::: Items :::

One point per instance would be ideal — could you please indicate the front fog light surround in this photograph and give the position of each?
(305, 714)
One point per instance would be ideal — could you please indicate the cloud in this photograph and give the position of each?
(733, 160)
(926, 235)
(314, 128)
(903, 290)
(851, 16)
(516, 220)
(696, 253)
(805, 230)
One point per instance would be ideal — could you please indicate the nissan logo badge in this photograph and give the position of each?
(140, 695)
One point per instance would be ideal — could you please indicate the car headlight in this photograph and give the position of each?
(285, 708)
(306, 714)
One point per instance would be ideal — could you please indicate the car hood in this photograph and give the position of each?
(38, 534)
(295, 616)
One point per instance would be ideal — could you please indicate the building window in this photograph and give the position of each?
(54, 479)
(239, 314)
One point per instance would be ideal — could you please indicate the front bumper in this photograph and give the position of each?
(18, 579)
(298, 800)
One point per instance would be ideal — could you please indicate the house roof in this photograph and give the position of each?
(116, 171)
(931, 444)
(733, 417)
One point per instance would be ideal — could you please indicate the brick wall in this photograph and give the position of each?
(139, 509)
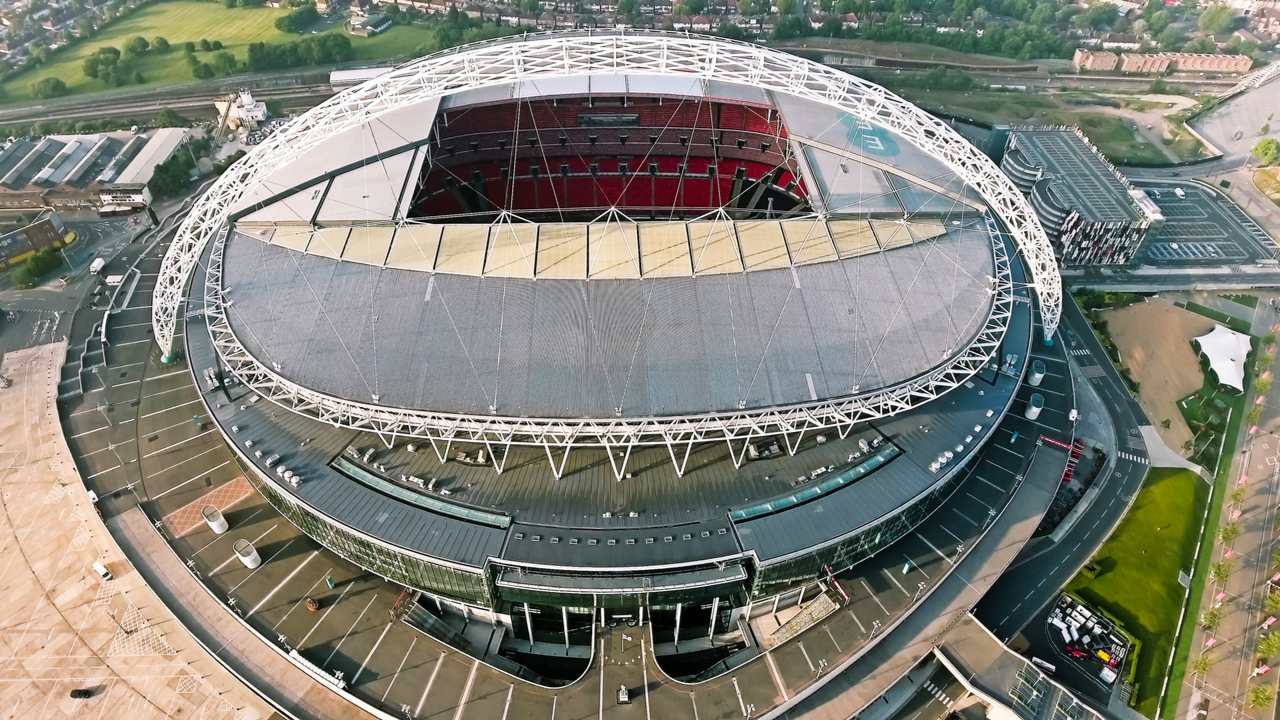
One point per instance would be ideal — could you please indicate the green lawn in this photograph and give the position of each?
(1138, 582)
(400, 41)
(1221, 482)
(1237, 324)
(177, 22)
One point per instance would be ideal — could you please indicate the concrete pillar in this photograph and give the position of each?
(679, 606)
(529, 625)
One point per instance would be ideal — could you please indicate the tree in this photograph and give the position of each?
(48, 87)
(1266, 150)
(301, 18)
(1169, 39)
(1261, 696)
(168, 118)
(1042, 14)
(137, 45)
(1159, 22)
(1216, 19)
(1229, 532)
(1202, 664)
(1212, 618)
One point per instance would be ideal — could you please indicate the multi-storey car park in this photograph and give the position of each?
(1092, 214)
(641, 327)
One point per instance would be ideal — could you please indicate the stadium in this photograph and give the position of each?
(643, 324)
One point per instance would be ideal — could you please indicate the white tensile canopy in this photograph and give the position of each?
(1226, 351)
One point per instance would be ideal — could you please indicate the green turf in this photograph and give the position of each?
(1138, 582)
(177, 22)
(400, 41)
(1221, 482)
(1229, 320)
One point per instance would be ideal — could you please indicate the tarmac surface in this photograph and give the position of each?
(64, 627)
(141, 434)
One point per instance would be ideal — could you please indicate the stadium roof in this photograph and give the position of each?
(603, 349)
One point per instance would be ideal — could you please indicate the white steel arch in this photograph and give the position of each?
(570, 54)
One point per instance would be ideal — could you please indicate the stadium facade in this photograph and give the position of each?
(649, 323)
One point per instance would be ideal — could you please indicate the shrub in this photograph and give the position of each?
(1202, 664)
(1261, 696)
(1212, 618)
(1229, 532)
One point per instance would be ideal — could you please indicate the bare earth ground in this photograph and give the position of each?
(1155, 341)
(62, 627)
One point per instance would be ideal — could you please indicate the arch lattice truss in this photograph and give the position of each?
(570, 54)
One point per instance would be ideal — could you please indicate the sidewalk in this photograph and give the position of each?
(250, 657)
(65, 628)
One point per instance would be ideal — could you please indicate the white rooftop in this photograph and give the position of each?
(1226, 351)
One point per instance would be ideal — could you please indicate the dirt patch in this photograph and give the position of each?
(1155, 341)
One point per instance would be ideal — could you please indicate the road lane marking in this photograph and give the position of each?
(277, 588)
(371, 651)
(334, 651)
(933, 548)
(429, 683)
(191, 481)
(775, 674)
(401, 668)
(466, 689)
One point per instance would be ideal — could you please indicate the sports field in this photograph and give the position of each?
(1138, 582)
(176, 22)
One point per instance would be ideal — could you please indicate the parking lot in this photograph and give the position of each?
(1202, 227)
(142, 433)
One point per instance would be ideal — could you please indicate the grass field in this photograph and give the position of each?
(1112, 136)
(1247, 300)
(1138, 582)
(400, 42)
(1221, 479)
(176, 22)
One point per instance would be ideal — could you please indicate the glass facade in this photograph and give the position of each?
(398, 566)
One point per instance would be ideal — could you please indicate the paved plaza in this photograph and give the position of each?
(64, 628)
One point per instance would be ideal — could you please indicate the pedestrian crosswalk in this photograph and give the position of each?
(1133, 458)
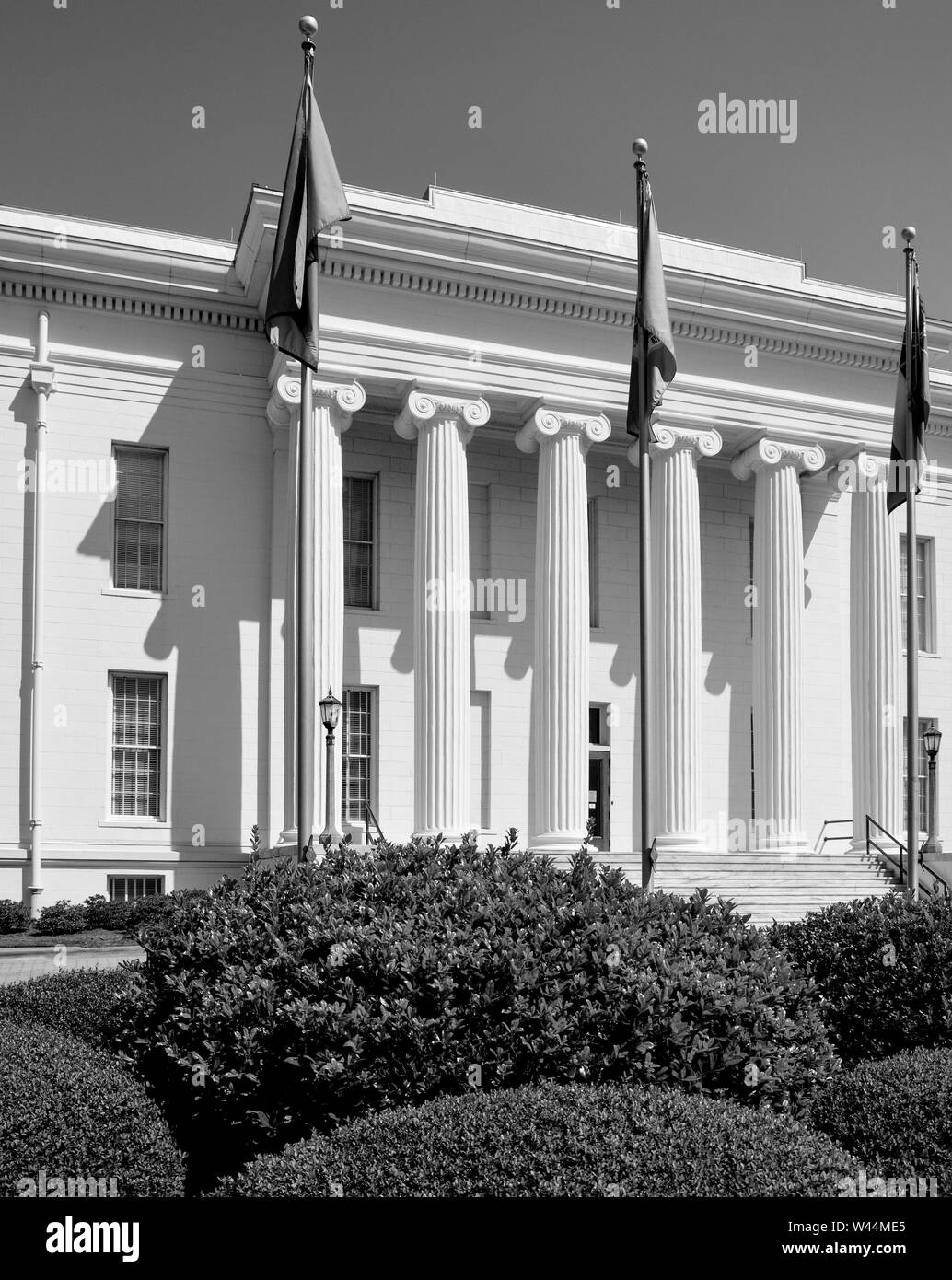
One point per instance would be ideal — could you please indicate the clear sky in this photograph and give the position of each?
(98, 98)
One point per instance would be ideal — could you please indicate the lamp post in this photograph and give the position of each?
(331, 712)
(932, 739)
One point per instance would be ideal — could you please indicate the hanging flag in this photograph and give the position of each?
(911, 393)
(650, 314)
(312, 200)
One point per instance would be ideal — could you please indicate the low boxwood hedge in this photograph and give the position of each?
(554, 1141)
(883, 967)
(895, 1115)
(306, 995)
(14, 918)
(69, 1111)
(84, 1003)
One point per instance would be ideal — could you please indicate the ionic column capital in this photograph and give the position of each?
(768, 453)
(343, 398)
(705, 442)
(545, 423)
(423, 406)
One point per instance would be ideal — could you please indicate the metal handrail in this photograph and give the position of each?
(368, 816)
(920, 859)
(830, 822)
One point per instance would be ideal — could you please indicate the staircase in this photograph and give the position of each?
(765, 886)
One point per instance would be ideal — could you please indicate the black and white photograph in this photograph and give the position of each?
(475, 629)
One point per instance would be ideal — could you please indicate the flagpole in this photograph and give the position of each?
(640, 148)
(909, 235)
(305, 575)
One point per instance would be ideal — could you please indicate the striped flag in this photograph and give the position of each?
(312, 200)
(911, 393)
(652, 312)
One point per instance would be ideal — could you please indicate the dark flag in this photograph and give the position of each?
(911, 392)
(314, 199)
(652, 312)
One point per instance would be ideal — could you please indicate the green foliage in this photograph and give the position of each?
(895, 1115)
(82, 1003)
(62, 916)
(557, 1141)
(306, 995)
(71, 1110)
(883, 967)
(14, 918)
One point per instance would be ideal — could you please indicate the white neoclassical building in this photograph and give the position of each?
(476, 576)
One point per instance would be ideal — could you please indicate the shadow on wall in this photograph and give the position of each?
(216, 577)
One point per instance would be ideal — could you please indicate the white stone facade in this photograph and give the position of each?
(469, 347)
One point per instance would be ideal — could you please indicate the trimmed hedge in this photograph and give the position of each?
(883, 967)
(895, 1115)
(572, 1141)
(311, 994)
(14, 918)
(69, 1110)
(82, 1003)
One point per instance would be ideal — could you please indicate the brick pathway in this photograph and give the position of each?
(32, 964)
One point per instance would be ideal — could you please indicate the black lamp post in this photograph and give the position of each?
(932, 740)
(331, 713)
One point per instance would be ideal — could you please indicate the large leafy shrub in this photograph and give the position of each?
(62, 916)
(895, 1113)
(310, 994)
(71, 1110)
(14, 918)
(571, 1139)
(883, 967)
(82, 1003)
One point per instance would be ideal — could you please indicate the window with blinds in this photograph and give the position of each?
(138, 518)
(137, 745)
(360, 585)
(357, 754)
(923, 590)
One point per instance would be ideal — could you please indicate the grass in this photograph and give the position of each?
(87, 938)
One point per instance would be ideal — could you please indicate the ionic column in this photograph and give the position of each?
(876, 650)
(676, 552)
(778, 637)
(443, 426)
(561, 665)
(334, 404)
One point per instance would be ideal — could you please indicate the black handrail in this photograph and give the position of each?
(368, 816)
(920, 859)
(830, 822)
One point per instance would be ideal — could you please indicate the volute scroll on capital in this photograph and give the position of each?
(545, 423)
(423, 406)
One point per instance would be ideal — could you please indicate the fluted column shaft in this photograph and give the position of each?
(676, 551)
(561, 666)
(778, 639)
(443, 426)
(876, 648)
(334, 404)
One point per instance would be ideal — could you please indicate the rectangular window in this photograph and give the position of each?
(924, 593)
(137, 745)
(593, 562)
(357, 754)
(482, 593)
(922, 771)
(138, 518)
(124, 889)
(479, 758)
(360, 568)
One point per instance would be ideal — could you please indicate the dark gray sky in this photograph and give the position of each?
(96, 104)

:::

Rewrite every line of the listing starting at the one containing "the white tensile" and ending at the one containing "(1229, 320)", with each coordinate multiplied by 2.35 and rounded to a whole number, halves rounding up.

One point per instance would be ideal — could you please indicate the white tensile canopy in this photograph and give the position of each?
(2881, 825)
One point per instance would be ideal — could you please indicate the green turf in this photograph and give the position of each?
(2674, 1368)
(416, 52)
(940, 96)
(2869, 1133)
(2888, 752)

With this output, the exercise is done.